§ Prompt: Can you write out the data below again, replacing every "drop a dot" with "place a point" and leaving everything else unchanged?

* START *

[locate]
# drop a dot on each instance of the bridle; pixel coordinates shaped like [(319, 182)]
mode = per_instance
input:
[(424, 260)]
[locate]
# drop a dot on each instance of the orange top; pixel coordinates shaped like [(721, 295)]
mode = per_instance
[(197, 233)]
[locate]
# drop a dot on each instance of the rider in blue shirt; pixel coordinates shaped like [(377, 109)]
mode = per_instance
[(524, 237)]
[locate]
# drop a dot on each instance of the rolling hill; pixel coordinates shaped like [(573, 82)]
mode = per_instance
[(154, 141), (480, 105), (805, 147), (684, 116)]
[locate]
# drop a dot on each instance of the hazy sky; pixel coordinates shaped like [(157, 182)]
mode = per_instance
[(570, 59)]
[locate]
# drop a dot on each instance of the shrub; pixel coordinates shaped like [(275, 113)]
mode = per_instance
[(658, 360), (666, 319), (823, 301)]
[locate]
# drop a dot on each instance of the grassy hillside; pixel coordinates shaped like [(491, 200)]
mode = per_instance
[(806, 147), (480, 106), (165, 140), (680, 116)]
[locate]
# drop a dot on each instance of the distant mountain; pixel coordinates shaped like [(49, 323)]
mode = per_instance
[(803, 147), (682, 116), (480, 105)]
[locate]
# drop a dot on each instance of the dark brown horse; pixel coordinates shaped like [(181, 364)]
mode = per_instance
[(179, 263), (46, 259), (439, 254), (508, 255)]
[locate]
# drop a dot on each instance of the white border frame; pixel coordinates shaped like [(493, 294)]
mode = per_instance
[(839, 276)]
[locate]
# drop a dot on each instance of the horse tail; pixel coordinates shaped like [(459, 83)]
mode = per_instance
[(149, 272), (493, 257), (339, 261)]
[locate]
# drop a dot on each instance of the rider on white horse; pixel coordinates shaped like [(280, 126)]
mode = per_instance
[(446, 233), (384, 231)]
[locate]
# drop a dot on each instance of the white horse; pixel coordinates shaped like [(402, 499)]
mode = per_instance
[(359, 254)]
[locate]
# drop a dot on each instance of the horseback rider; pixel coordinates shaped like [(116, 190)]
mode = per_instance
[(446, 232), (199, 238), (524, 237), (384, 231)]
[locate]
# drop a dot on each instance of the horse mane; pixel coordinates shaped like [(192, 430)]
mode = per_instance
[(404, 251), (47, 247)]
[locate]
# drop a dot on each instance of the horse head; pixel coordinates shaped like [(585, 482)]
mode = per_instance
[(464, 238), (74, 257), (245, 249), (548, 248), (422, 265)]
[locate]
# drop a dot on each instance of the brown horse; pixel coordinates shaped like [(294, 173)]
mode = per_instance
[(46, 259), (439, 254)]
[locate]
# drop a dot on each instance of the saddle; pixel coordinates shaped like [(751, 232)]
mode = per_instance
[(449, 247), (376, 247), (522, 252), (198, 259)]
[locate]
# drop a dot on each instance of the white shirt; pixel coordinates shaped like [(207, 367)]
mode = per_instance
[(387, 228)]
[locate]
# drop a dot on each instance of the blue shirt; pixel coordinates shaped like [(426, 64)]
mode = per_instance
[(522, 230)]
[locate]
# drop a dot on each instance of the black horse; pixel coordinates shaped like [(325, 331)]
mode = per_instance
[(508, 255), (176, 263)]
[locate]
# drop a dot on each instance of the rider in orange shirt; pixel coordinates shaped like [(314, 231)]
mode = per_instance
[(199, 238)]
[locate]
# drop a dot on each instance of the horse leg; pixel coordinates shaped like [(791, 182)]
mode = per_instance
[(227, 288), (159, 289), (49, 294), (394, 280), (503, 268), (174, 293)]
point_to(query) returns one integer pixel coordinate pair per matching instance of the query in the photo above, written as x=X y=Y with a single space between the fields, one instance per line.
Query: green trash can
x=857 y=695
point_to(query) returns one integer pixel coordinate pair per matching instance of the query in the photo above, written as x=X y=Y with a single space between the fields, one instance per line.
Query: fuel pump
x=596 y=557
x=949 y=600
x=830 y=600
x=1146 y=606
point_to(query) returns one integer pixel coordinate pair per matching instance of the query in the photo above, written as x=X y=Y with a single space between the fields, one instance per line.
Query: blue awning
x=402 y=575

* END *

§ Solution for this problem:
[locate]
# place a point on each instance of the bridle; pixel coordinates shaped like [(319, 182)]
mode = per_instance
input:
[(424, 260)]
[locate]
# place a point on each instance of the orange top; pixel coordinates shaped like [(721, 295)]
mode = per_instance
[(197, 233)]
[locate]
# place a point on each instance of the rider in blue shirt; pixel coordinates shaped like [(377, 109)]
mode = per_instance
[(524, 237)]
[locate]
# place a point on each instance of the rolling hill; pixel coordinates shaped like [(573, 82)]
mode = per_instance
[(154, 141), (480, 105), (805, 147), (684, 116)]
[locate]
# place a point on each instance of the hazy sky; pixel coordinates shaped like [(157, 182)]
mode = per_instance
[(570, 59)]
[locate]
# place a point on each instance of the shrub; pixel coordinates shaped like [(275, 113)]
mode = per_instance
[(658, 360), (666, 319), (823, 301)]
[locate]
# place a point on each instance of the grassy hillside; pixel coordinates shaped like [(491, 200)]
mode = per_instance
[(806, 147), (480, 106), (165, 140), (680, 116)]
[locate]
# place a point on each instance of the distant mountain; pixel coordinates shaped like [(49, 323)]
mode = per_instance
[(803, 147), (682, 116), (480, 105)]
[locate]
# place a point on each instance of the dark brown horse; pixel coordinates shaped like [(181, 364)]
mode = per_instance
[(179, 263), (46, 259), (439, 254), (508, 255)]
[locate]
# place a point on each instance of the white border frame; pixel coordinates shaped like [(493, 294)]
mode = per_instance
[(839, 276)]
[locate]
# place a point on each instance of the horse tail; pixel coordinates shaped like [(459, 83)]
mode = per_instance
[(149, 272), (493, 257), (339, 261)]
[locate]
# place a point on each instance of the rider on white horse; pixel coordinates shaped like [(280, 126)]
mode = per_instance
[(446, 233), (384, 231)]
[locate]
# place a point on each instance of the white horse; pixel coordinates shaped like [(402, 499)]
mode = per_instance
[(359, 254)]
[locate]
# place a point on each instance of the horseback rider; pixel coordinates shaped like [(116, 190)]
mode = per_instance
[(446, 232), (199, 238), (524, 237), (384, 231)]
[locate]
# place a point on each instance of the horse mane; pixel coordinates shaped like [(192, 430)]
mode = per_instance
[(404, 251), (47, 247)]
[locate]
# place a point on each instance of the horse head; pixel coordinates shaped like [(585, 482)]
mode = per_instance
[(464, 238), (74, 257), (245, 249), (548, 248), (422, 265)]
[locate]
# place a point on each instance of the brown horse; pixel coordinates shaped like [(294, 173)]
mode = per_instance
[(46, 259), (439, 254)]
[locate]
# place a point on each instance of the saddle; pixel coordinates shaped like [(751, 232)]
mode = per_instance
[(449, 247), (376, 247), (522, 252), (198, 259)]
[locate]
# place a point on each instance of the white shirt; pixel coordinates shaped like [(207, 367)]
mode = per_instance
[(387, 228)]
[locate]
# place a point on each instance of the blue shirt; pixel coordinates shaped like [(426, 64)]
mode = per_instance
[(522, 230)]
[locate]
# place a point on each instance of the black horse; pixel coordinates shaped like [(325, 331)]
mode = per_instance
[(508, 255), (176, 263)]
[locate]
# place a point on each instance of the rider in orange shirt; pixel coordinates shaped like [(314, 231)]
mode = per_instance
[(199, 238)]
[locate]
# place a point on each instance of the horse leg; pixel coordinates shaped like [(791, 182)]
mode = per_instance
[(227, 288), (159, 289), (49, 294), (394, 280), (503, 268), (174, 293)]
point_to(query) returns one integer pixel coordinate pair per matching instance of the query in the photo above, written as x=X y=Y with a single space between the fields, one instance per line.
Query: green trash can
x=857 y=695
point_to(query) returns one integer pixel coordinate pair per matching instance of the query in the photo above, written as x=X y=Y with a single space between the fields, one instance per line.
Query: fuel pump
x=596 y=557
x=949 y=600
x=830 y=600
x=1146 y=606
point_to(query) returns one integer pixel coordinate pair per matching instance of the query in the photo above, written as x=X y=Y with a single space between the fields, one instance per line.
Query: blue awning
x=402 y=575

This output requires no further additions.